(Selected excerpt)

The “dangerous mix” of mercenaries and political-technical experts offering African countries defense services, training and consulting ahead of elections, Bloomberg wrote in its November investigation. According to its data, PMCs from Russia are working or are about to begin working in 10 countries with whom Russia’s military has already established relation. The agency named the Democratic Republic of Congo, Sudan, Libya, Madagascar, Angola, Guinea, Guinea-Bissau, Mozambique, Zimbabwe and the Central African Republic. In March, Minister of Foreign Affairs Sergey Lavrov made an official tour of five African countries.
Political operatives from Russian have already consulted Zimbabwe’s current president, Emmerson Mnangagwa, after the military coup in the country last year. They have also prepared the current head of Congo, Joseph Kabila, ahead of elections, as well as several candidates in Madagascar, the agency reported with a link to its sources. A former employee of the St. Petersburg central police department, Valery Zakharov, is now an official security advisor to CAR president, Faustin Archange-Touadera.

(End Selected excerpt)
(Information given)

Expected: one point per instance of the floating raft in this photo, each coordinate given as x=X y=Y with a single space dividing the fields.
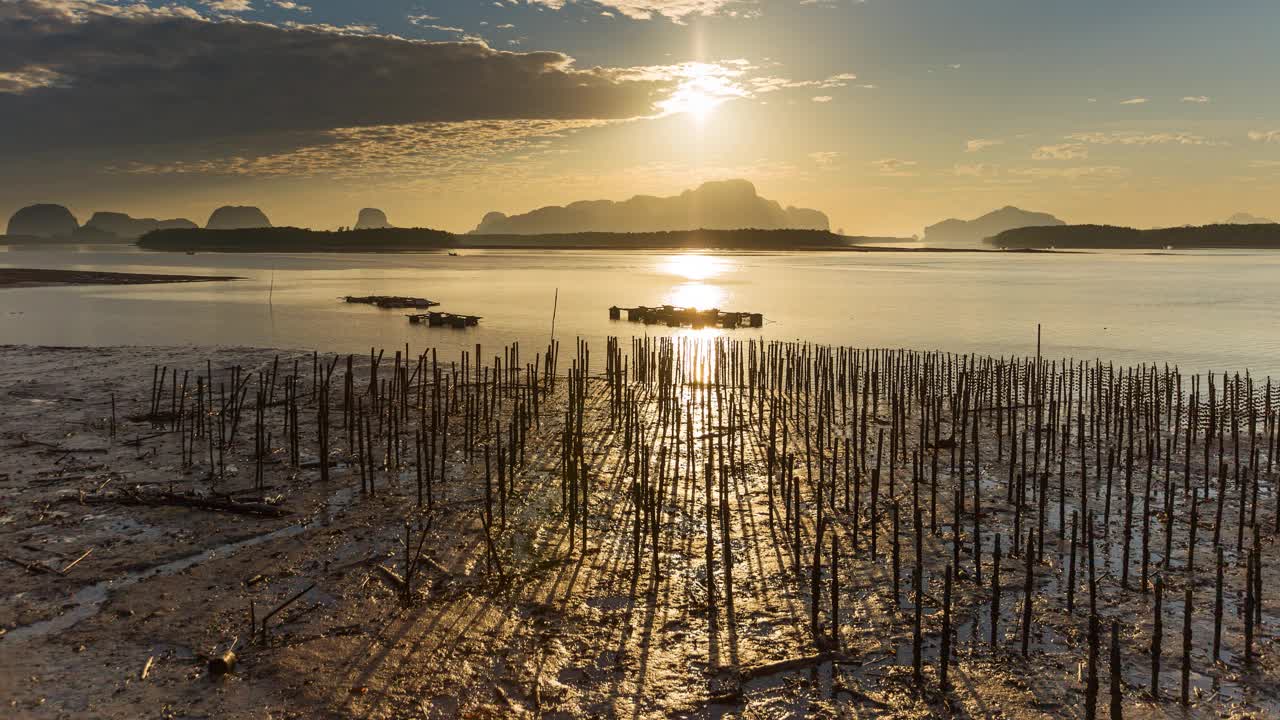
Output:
x=676 y=317
x=442 y=319
x=392 y=301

(End Information given)

Work request |
From the text on Russian mercenaries and political advisers in Africa, extract word for word the part that begins at "Political operatives from" and ends after "president, Faustin Archange-Touadera.".

Final answer |
Political operatives from Russian have already consulted Zimbabwe’s current president, Emmerson Mnangagwa, after the military coup in the country last year. They have also prepared the current head of Congo, Joseph Kabila, ahead of elections, as well as several candidates in Madagascar, the agency reported with a link to its sources. A former employee of the St. Petersburg central police department, Valery Zakharov, is now an official security advisor to CAR president, Faustin Archange-Touadera.